__What you need to do__
Please filter the listing for the string "headlight" and copy each matching line.

[Start of section]

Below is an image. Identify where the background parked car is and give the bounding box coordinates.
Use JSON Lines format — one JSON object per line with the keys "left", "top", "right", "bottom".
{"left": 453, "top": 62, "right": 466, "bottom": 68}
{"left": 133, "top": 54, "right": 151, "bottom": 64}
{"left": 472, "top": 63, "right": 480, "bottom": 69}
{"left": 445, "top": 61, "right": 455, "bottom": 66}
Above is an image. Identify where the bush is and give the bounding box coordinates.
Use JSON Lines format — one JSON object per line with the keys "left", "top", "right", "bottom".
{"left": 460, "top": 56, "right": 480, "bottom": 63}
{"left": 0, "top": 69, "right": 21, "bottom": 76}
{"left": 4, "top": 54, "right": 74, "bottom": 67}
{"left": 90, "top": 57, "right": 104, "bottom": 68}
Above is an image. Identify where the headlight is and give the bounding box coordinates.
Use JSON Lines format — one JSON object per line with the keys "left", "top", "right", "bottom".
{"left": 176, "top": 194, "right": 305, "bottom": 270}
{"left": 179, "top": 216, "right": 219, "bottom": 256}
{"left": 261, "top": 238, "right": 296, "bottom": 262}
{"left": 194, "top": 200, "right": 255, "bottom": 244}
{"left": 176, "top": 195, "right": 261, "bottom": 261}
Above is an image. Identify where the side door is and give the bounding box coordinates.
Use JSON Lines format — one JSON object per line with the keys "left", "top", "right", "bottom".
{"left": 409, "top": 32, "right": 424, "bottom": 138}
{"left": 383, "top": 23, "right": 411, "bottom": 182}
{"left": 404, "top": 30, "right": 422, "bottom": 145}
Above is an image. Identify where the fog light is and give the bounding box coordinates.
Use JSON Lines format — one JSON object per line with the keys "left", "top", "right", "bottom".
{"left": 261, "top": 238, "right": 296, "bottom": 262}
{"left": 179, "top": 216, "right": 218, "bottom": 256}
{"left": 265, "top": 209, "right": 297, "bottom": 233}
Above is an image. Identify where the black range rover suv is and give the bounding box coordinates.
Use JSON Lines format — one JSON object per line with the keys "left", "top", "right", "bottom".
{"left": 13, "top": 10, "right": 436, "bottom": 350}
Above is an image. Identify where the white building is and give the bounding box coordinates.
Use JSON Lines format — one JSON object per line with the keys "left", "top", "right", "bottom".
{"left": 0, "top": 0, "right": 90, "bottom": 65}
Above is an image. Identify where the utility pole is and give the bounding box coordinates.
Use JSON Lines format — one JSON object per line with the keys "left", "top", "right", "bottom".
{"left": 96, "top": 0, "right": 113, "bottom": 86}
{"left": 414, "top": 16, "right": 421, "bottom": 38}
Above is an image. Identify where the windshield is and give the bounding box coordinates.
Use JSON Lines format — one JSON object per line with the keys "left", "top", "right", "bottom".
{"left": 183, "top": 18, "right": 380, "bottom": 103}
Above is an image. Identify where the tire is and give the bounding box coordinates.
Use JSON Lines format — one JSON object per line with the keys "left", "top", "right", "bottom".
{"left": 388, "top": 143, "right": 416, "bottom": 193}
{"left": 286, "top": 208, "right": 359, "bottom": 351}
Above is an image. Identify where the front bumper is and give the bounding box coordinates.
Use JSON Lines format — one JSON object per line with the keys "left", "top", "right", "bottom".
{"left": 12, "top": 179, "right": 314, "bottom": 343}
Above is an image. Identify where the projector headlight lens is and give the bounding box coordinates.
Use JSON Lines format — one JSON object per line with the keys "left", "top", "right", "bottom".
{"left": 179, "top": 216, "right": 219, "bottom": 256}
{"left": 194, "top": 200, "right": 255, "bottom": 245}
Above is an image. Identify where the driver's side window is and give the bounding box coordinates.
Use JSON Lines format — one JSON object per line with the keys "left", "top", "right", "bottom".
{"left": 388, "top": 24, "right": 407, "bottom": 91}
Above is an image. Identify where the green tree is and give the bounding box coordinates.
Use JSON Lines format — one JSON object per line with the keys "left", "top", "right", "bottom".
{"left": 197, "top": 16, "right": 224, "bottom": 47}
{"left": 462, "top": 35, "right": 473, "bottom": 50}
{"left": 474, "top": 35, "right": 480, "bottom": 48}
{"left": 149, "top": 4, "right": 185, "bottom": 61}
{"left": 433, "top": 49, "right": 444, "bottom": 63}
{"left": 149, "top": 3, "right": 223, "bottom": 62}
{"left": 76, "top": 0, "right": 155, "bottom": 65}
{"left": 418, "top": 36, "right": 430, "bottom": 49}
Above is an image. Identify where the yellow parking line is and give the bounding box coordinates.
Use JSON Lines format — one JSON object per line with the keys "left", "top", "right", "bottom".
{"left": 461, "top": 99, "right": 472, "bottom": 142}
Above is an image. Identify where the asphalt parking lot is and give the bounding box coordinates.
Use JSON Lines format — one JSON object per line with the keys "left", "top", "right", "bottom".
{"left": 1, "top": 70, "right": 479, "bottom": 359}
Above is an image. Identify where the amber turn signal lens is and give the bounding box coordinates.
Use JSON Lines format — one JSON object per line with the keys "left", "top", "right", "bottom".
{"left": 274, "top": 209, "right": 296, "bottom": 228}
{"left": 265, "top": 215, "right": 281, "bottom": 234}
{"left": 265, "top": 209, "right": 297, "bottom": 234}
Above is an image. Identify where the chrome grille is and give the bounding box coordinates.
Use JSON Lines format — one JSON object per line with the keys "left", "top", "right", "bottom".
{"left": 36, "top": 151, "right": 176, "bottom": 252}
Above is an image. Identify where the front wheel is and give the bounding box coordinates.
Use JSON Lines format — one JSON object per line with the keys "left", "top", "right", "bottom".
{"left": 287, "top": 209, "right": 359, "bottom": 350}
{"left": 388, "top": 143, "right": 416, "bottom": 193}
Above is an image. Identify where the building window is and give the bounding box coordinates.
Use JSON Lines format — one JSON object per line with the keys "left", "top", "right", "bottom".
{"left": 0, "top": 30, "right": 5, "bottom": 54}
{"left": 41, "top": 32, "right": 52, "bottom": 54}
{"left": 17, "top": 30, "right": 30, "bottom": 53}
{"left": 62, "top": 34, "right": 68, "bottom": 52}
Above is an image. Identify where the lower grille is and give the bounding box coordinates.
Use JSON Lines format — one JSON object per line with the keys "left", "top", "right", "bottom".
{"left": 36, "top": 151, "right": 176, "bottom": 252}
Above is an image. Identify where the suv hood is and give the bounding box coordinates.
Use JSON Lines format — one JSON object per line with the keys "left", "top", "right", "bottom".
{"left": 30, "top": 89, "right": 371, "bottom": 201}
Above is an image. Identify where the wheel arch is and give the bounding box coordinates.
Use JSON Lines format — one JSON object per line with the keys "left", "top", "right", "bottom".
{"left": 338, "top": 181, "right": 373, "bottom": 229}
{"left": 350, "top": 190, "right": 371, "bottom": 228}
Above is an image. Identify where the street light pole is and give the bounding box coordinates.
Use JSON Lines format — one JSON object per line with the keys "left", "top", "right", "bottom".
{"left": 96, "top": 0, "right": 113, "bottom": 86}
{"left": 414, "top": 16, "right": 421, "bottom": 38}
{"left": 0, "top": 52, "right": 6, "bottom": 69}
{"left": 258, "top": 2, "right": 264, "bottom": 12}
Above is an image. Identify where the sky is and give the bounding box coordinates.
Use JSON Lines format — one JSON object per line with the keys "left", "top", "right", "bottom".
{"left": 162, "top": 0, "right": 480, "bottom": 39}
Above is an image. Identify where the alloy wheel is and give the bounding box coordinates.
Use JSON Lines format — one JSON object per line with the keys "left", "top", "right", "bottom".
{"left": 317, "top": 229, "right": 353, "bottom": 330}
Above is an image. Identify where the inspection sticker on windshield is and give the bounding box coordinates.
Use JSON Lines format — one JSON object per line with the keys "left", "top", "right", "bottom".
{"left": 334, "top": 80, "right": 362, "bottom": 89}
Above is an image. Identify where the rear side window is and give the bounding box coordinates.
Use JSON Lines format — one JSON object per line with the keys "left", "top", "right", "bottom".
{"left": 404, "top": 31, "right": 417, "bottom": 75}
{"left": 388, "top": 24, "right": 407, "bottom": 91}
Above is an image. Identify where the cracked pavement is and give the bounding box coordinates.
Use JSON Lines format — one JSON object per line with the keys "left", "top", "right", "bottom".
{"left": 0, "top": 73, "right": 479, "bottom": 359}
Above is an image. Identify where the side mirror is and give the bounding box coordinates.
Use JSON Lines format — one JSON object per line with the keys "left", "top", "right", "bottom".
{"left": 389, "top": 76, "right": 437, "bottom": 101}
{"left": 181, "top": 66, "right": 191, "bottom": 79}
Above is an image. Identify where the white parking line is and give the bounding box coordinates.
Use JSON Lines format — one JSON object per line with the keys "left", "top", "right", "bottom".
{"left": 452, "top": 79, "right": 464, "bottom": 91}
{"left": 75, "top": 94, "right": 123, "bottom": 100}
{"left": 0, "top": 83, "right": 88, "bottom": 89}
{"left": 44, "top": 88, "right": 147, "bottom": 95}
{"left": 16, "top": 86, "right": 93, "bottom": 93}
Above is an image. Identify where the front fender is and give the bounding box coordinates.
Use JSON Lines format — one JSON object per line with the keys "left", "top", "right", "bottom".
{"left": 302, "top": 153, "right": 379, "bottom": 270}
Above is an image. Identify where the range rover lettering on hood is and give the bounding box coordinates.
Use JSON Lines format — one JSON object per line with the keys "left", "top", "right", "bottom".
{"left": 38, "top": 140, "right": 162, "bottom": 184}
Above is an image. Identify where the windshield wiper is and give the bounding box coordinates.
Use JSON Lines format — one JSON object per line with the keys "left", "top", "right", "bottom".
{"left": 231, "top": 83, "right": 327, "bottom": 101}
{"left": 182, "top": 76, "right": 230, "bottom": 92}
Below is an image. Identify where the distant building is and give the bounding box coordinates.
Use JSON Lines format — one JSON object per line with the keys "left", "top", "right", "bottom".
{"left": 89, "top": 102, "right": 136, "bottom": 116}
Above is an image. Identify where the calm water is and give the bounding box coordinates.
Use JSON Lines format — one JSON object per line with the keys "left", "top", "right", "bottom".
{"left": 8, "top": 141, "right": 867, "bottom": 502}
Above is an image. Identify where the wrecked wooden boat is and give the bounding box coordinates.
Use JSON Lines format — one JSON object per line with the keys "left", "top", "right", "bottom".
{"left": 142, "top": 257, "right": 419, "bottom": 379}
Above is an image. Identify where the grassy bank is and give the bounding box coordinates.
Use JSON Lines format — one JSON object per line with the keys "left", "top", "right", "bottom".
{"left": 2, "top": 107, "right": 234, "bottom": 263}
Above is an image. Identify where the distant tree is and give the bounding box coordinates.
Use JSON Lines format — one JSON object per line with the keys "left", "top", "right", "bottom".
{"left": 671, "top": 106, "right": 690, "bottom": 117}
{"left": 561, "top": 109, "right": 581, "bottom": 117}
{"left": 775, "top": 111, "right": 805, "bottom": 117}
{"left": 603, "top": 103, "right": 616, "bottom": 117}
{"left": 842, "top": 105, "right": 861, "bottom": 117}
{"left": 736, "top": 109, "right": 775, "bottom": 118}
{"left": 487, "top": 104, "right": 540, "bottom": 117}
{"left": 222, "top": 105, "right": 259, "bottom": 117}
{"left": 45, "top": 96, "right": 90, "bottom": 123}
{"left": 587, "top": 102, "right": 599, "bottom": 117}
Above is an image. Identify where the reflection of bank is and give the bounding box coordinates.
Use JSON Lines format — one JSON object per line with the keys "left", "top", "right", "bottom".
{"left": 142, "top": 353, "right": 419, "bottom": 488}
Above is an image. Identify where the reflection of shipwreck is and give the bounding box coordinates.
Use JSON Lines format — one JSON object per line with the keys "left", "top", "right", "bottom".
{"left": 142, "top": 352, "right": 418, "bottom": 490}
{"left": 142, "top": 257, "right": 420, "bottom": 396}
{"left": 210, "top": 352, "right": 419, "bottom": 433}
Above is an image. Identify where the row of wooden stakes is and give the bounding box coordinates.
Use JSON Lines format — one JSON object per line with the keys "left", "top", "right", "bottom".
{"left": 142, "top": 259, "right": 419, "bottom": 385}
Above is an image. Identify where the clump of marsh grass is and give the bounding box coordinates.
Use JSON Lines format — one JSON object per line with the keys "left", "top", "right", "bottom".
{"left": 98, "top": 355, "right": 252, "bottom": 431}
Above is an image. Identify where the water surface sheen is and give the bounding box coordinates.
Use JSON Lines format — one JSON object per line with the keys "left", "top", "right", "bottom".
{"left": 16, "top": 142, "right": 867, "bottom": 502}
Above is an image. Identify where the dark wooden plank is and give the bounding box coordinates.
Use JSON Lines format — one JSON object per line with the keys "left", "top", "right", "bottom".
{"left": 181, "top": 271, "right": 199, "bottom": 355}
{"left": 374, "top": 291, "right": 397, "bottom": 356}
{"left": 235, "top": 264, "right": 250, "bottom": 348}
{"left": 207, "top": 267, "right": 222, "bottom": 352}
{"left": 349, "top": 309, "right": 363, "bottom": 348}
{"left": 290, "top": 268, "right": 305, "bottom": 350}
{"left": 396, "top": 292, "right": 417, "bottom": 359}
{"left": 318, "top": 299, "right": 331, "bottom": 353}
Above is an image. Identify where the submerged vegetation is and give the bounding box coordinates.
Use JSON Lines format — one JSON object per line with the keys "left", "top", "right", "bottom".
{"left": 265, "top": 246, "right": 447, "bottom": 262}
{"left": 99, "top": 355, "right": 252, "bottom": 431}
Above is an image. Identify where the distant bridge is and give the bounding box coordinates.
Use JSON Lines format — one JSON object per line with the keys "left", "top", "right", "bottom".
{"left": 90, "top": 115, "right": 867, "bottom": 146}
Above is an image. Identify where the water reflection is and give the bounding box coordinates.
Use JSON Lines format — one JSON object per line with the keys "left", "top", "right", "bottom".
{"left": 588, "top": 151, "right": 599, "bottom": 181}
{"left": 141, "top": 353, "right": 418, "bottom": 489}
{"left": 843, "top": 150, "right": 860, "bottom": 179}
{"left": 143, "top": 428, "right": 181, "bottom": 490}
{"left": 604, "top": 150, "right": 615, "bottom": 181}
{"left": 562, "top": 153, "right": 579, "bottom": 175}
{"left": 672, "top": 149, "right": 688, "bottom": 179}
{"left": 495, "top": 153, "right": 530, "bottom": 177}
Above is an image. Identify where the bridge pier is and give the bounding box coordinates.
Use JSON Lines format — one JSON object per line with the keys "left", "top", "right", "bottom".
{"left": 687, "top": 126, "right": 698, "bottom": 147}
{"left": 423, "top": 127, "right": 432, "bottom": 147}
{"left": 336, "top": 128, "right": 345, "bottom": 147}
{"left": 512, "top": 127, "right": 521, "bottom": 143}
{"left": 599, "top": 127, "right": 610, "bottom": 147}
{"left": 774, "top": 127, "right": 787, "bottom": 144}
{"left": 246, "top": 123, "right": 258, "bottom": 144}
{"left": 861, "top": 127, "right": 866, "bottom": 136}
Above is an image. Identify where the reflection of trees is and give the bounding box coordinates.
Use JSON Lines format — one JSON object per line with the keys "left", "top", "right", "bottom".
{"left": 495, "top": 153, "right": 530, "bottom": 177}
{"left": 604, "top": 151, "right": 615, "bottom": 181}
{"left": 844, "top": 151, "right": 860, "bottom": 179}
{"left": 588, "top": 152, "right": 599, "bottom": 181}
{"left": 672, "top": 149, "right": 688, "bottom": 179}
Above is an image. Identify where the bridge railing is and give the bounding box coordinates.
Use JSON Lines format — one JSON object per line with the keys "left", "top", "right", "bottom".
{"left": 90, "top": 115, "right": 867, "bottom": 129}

[End of section]

__Answer space__
Above is an image. Identify where the headlight is and give the bounding box coordinates.
Above is an image. Identify where the projector headlight lens is and give the bounding box coordinates.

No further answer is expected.